(Stored data entries)
■ ■ ■ ■ ■
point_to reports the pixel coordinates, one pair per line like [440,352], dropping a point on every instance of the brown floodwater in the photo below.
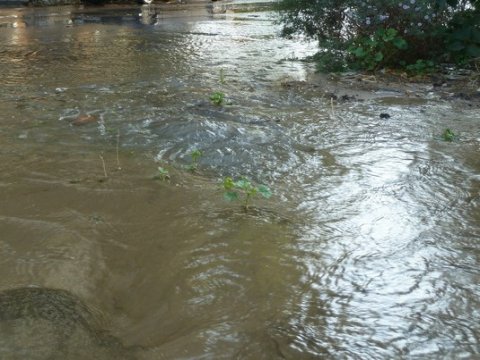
[369,248]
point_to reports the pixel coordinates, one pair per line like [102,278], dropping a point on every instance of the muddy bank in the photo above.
[462,87]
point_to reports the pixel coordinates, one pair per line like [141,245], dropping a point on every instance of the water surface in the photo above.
[368,249]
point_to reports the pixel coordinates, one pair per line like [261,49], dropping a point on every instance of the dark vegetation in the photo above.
[416,36]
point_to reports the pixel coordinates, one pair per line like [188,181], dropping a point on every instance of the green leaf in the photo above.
[456,46]
[230,195]
[243,184]
[264,191]
[389,35]
[473,50]
[359,52]
[228,183]
[400,43]
[378,56]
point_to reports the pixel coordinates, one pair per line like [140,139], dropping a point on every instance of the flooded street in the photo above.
[368,249]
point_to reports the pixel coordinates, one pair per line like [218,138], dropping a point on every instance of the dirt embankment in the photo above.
[462,87]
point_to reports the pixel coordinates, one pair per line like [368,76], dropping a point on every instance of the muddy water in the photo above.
[368,250]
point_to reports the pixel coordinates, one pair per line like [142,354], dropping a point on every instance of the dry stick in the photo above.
[118,144]
[104,167]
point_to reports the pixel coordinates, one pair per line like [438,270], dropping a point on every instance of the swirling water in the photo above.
[368,250]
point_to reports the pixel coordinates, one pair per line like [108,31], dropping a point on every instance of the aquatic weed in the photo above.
[243,190]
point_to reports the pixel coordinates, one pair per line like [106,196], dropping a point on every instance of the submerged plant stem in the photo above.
[104,167]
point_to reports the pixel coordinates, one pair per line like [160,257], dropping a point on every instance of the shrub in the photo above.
[386,33]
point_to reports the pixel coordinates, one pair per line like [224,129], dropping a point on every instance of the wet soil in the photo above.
[461,87]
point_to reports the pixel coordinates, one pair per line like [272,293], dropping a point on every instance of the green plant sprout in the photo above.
[448,135]
[162,174]
[217,98]
[243,190]
[195,155]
■ ■ ■ ■ ■
> [Exercise task]: Copy each line above precisely, dropping the pictures.

> [Solution to the problem]:
point_to reports the pixel coordinates, one pair per line like [440,352], dropping a point on every instance of the brown floodwater in the photo below.
[369,248]
point_to reports the pixel coordinates, one pair per line like [102,278], dropping a point on every instance of the muddy bank in the photo above.
[462,87]
point_to reports the pixel coordinates, one pair per line like [141,245], dropping a point on every instance of the water surface in the photo above.
[368,249]
point_to reports the pixel coordinates, one pair per line like [261,49], dropping a point on every instance of the dark vegetation in the photo above.
[416,36]
point_to reports the pixel coordinates, one pair per line like [188,181], dropping a point on every instance of the green leaf in the photo above.
[456,46]
[230,195]
[243,184]
[264,191]
[389,35]
[473,50]
[359,52]
[228,183]
[400,43]
[378,56]
point_to reports the pixel coordinates, one pair per line like [140,139], dropping a point on every instance of the flooded street in the photo above.
[368,249]
point_to reports the pixel coordinates, one pair per line like [218,138], dropping a point on every instance of the dirt embankment in the photo above.
[462,87]
point_to reports the pixel coordinates, one pair per line like [368,76], dropping a point on every instance of the muddy water in the photo above.
[368,250]
point_to reports the pixel coordinates, one pair per line like [142,354], dropping a point on every instance of the dry stick in the photo above.
[118,144]
[104,167]
point_to reports the pixel coordinates, one pair per line like [438,270], dropping a point on every instance of the swirling water in the photo above.
[368,250]
point_to reports the pixel coordinates, one pair per line like [108,31], dropping a point on every instance of the aquatic weed in the photo above.
[243,190]
point_to reports the pixel coordinates, one pair per line like [106,196], dropping a point on every instance of the submerged plant stem in the photo above.
[104,167]
point_to reports the pixel coordinates, one pair per line like [160,257], dropping a point on every instance of the shrub in the photo above.
[386,33]
point_to reports the pixel coordinates, one pair per line like [224,129], dropping a point on every instance of the wet soil in the photo above.
[461,87]
point_to reports the pixel coordinates, one pair per line like [272,293], dropping a point on every instance of the green plant sprout in the photo above.
[448,135]
[162,174]
[217,98]
[243,190]
[195,155]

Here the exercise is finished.